START

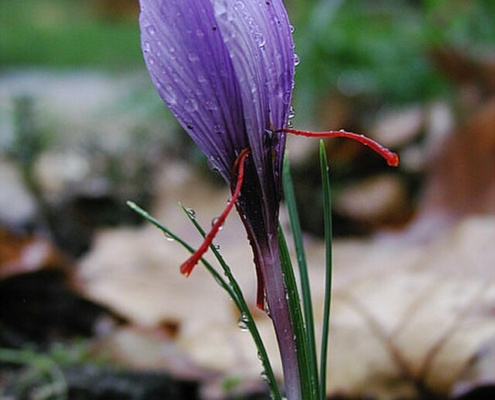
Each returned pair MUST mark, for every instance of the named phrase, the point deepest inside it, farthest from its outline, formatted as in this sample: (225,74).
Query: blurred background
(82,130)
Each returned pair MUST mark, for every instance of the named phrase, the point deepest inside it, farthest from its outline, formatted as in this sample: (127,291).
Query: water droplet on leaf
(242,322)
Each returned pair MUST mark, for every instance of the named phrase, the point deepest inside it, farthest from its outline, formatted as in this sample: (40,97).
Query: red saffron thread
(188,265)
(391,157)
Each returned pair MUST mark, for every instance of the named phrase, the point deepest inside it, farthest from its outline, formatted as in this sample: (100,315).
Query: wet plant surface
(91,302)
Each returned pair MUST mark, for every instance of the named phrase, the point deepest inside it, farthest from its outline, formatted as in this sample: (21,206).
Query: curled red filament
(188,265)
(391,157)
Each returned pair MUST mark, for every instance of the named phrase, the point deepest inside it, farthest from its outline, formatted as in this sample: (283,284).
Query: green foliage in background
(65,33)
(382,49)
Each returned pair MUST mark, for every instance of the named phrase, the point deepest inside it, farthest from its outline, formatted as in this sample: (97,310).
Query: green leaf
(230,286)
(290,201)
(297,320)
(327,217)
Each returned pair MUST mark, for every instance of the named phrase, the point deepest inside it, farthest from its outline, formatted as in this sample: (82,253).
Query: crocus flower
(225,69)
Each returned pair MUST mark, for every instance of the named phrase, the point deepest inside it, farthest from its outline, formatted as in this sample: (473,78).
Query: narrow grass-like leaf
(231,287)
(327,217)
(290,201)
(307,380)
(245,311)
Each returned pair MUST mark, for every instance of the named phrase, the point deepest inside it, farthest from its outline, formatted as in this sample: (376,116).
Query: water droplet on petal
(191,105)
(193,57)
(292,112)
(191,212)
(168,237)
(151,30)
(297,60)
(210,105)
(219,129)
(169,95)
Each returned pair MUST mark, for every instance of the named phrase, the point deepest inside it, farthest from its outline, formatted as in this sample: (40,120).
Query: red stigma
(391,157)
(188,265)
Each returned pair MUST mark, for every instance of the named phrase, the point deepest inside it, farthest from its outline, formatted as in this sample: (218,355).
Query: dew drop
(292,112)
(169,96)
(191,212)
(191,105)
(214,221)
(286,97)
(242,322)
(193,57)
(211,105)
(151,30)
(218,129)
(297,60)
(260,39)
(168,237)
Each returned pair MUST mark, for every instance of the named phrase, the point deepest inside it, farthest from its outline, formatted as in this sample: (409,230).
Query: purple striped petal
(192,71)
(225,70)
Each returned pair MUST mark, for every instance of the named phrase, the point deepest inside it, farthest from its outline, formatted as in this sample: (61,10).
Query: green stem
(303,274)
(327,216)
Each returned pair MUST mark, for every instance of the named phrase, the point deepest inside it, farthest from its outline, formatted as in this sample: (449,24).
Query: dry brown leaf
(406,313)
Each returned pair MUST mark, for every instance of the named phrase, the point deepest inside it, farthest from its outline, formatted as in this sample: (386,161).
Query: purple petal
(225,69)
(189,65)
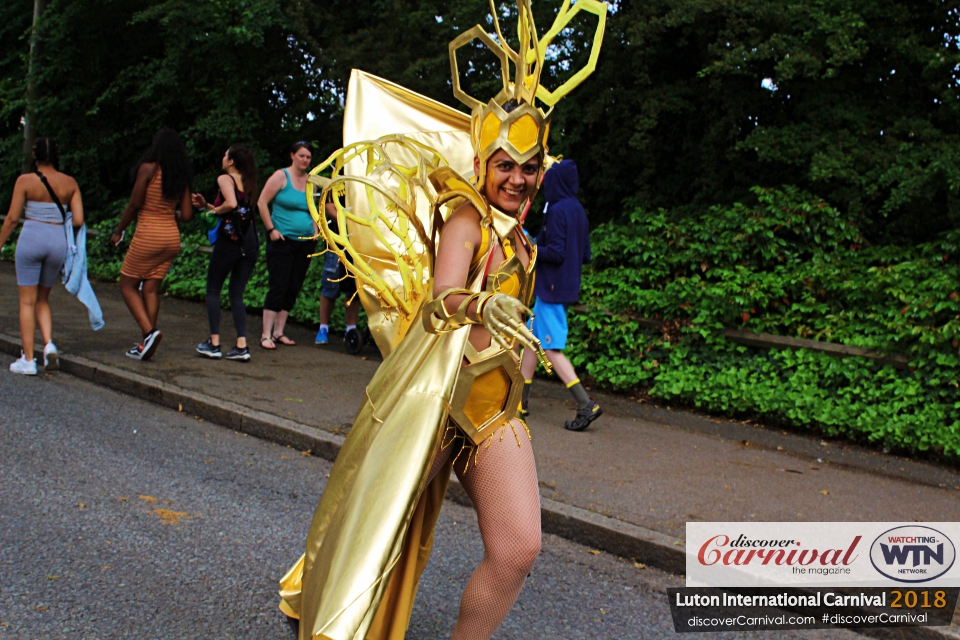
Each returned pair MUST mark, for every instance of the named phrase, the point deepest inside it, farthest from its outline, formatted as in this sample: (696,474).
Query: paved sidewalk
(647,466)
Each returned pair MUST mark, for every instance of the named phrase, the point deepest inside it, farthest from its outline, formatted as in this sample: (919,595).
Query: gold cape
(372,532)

END
START

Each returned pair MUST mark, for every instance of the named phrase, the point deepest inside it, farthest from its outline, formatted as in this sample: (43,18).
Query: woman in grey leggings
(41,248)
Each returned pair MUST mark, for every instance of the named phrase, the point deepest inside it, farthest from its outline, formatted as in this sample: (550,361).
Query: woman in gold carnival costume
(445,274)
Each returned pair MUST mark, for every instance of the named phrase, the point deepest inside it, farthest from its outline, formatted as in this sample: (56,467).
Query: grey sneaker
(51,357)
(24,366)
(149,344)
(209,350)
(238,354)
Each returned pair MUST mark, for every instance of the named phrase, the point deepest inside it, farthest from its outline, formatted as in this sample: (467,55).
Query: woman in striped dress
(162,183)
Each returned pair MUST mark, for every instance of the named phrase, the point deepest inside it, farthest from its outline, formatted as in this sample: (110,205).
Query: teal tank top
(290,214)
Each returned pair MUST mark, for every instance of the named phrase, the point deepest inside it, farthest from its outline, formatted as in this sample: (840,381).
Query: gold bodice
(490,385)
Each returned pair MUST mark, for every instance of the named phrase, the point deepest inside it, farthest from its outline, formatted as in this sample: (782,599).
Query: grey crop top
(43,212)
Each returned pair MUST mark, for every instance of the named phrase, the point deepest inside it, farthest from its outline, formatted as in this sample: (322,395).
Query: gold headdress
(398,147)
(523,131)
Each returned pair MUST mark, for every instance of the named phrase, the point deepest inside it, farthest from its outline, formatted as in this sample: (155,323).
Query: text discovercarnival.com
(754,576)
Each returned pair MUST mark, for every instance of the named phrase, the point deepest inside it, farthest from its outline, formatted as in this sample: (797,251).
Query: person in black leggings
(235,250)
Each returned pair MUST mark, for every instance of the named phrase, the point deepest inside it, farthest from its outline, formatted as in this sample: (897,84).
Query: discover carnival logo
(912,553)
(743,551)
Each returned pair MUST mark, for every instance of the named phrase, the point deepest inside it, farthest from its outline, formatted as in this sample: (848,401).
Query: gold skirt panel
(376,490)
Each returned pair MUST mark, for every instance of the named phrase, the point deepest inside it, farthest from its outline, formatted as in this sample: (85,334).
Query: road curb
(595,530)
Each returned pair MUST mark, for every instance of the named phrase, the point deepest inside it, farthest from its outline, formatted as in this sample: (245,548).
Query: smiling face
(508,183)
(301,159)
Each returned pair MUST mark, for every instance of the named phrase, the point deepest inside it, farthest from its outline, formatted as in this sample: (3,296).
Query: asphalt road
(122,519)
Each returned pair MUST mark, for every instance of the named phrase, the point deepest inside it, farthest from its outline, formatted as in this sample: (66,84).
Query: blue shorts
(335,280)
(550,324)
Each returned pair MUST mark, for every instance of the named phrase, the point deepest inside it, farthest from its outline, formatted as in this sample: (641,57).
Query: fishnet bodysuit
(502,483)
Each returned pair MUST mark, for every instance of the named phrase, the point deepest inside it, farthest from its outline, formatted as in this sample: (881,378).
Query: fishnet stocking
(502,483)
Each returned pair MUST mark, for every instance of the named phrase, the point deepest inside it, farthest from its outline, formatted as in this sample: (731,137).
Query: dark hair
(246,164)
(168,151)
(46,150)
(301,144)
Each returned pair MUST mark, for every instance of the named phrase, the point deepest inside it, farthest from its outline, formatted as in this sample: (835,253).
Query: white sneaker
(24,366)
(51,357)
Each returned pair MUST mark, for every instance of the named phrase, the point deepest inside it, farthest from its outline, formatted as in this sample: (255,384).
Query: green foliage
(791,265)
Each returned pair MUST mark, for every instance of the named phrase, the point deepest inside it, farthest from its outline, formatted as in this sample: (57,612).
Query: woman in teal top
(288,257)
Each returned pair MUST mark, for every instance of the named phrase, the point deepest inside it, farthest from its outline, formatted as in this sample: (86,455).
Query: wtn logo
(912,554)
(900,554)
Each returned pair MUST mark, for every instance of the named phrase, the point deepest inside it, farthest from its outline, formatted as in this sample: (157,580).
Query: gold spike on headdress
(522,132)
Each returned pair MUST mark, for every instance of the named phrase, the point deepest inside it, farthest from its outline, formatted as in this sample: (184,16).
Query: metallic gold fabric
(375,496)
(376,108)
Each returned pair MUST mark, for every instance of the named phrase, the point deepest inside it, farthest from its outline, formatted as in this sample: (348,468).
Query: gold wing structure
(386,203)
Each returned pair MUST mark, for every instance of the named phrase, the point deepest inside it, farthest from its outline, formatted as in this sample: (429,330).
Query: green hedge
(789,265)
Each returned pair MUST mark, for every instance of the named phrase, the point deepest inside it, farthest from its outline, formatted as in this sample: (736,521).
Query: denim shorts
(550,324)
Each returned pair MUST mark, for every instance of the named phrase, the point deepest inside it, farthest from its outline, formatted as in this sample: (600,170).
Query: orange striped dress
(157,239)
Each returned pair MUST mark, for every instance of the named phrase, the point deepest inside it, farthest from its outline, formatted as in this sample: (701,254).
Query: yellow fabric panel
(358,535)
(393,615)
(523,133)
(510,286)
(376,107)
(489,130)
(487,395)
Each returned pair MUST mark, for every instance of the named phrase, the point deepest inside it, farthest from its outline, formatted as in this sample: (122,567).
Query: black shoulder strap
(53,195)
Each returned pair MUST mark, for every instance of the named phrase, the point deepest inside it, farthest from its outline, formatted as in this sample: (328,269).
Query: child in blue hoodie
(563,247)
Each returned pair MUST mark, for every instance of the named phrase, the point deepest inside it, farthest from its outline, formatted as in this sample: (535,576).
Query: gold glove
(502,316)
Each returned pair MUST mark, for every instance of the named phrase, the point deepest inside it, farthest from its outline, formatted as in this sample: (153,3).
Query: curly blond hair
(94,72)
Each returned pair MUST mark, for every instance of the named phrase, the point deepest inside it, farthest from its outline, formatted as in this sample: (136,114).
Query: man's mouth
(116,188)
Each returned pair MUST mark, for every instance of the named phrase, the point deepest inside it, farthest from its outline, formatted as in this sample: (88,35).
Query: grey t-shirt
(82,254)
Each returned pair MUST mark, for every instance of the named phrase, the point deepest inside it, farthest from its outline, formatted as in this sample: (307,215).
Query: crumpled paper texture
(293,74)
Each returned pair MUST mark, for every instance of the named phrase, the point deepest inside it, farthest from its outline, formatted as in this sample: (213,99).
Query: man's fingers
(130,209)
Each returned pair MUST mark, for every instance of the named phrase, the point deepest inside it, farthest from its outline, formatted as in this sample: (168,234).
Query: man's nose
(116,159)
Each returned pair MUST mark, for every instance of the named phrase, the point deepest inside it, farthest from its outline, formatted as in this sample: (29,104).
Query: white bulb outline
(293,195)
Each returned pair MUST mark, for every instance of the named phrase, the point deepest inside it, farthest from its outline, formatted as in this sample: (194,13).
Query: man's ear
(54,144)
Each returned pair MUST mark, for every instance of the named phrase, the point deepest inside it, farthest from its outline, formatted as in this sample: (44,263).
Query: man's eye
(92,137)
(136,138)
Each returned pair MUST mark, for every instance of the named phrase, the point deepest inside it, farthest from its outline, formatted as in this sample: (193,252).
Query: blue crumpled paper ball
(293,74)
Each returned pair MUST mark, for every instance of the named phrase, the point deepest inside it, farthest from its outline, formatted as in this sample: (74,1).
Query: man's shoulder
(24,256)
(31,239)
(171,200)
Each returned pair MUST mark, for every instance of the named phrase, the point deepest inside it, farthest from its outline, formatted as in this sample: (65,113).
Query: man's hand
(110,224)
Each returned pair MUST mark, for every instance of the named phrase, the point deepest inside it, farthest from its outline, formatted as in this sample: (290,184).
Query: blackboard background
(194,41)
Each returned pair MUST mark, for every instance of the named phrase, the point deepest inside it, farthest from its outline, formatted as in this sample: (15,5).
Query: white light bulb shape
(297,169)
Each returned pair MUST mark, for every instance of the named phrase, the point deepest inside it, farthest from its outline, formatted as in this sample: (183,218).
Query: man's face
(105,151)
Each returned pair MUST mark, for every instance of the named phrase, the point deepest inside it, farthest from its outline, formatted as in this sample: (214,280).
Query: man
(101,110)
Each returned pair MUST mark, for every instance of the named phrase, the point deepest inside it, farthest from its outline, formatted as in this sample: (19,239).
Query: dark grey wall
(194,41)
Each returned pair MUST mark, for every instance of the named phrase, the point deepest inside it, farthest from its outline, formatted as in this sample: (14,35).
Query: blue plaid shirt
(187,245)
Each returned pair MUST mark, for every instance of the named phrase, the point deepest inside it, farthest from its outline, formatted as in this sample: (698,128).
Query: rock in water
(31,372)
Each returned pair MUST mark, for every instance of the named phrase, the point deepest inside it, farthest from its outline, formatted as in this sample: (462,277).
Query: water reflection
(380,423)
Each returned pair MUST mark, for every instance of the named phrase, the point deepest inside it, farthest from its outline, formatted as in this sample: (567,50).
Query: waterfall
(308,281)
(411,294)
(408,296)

END
START

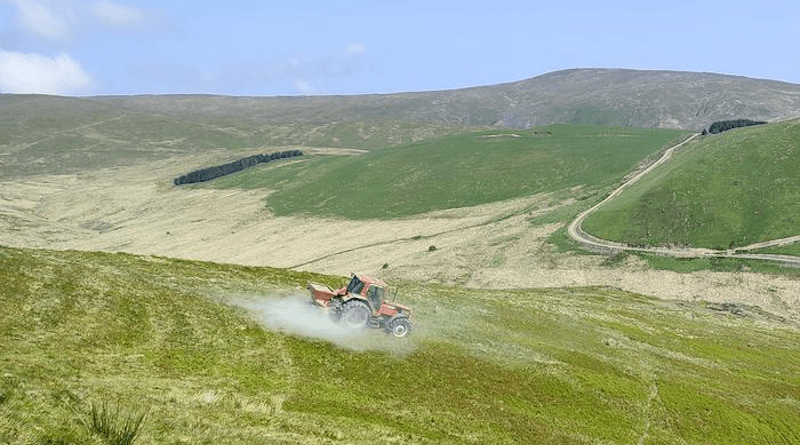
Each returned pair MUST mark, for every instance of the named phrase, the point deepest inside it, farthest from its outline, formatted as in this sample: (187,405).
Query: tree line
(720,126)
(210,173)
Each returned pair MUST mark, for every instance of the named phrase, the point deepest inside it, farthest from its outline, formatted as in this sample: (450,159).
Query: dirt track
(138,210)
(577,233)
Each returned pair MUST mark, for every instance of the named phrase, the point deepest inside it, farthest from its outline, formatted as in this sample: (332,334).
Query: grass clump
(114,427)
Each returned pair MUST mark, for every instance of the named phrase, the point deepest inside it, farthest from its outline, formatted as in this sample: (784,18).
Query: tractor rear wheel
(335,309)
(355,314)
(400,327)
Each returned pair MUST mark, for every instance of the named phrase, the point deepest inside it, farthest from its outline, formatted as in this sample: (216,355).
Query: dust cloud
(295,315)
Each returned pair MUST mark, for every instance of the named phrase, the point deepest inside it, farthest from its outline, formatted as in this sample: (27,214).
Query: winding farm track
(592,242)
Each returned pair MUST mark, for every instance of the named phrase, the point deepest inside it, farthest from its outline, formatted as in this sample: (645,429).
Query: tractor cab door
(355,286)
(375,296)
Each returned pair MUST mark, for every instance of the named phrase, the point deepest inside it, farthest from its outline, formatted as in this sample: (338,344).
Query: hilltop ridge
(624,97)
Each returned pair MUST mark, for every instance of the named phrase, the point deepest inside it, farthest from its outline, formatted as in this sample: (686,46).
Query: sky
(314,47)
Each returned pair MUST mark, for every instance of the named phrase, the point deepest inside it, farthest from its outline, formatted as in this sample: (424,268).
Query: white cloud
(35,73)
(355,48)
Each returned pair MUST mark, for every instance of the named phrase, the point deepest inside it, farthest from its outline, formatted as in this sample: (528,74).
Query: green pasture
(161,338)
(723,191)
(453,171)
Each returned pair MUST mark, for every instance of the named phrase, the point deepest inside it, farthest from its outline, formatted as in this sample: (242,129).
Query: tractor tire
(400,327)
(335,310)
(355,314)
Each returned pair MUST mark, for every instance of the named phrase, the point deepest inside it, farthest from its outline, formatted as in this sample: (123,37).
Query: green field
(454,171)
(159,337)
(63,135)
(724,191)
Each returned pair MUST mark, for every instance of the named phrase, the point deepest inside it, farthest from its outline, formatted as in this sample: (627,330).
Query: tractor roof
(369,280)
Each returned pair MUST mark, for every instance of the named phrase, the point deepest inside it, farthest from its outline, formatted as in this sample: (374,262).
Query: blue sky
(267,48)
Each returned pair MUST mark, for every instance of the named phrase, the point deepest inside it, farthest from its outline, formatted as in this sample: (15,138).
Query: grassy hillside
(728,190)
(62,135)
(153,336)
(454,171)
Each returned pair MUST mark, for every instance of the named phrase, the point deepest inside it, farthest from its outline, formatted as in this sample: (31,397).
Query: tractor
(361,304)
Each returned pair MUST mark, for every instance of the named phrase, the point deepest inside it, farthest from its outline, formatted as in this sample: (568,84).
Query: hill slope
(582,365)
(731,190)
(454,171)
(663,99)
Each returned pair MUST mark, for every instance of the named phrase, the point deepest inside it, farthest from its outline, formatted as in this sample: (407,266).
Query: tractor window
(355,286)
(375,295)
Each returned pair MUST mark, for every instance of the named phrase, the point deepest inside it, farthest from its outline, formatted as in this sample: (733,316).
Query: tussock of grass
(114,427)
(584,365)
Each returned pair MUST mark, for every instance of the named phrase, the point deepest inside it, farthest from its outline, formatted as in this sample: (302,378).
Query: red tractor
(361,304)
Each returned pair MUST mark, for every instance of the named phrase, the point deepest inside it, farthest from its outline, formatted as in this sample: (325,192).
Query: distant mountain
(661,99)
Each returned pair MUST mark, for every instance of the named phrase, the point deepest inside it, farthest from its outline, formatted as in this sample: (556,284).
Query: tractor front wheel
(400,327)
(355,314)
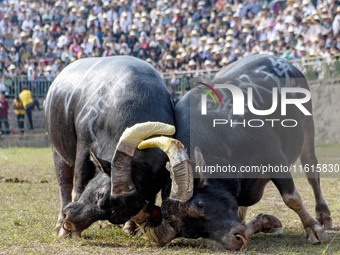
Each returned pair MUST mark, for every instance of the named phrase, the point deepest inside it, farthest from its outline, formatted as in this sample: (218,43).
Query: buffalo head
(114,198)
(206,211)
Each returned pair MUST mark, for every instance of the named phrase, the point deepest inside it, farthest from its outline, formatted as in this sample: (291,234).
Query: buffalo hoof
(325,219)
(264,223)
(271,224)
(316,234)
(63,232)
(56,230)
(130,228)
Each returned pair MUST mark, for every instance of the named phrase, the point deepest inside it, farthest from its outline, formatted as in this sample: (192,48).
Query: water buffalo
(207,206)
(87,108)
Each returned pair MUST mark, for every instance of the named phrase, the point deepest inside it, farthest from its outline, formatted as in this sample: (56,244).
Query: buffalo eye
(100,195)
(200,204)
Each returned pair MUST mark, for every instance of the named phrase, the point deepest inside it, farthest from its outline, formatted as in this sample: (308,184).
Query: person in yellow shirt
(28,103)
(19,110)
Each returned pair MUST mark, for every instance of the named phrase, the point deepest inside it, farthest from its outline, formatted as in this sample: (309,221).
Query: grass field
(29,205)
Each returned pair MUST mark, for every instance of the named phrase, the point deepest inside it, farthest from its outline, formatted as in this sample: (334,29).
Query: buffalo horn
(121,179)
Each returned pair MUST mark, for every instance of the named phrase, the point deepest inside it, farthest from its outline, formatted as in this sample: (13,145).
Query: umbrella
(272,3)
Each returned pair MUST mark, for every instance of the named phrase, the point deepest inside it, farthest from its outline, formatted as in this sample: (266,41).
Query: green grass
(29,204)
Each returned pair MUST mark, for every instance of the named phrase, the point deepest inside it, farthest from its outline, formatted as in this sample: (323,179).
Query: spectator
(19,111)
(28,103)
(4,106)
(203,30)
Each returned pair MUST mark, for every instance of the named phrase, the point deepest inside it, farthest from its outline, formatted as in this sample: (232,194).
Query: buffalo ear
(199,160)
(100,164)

END

• **YOUR TASK**
Gather every line of the records that contains the word "sneaker", and copy each one in full.

• **FINISHED ANSWER**
Query: grey sneaker
Query: white sneaker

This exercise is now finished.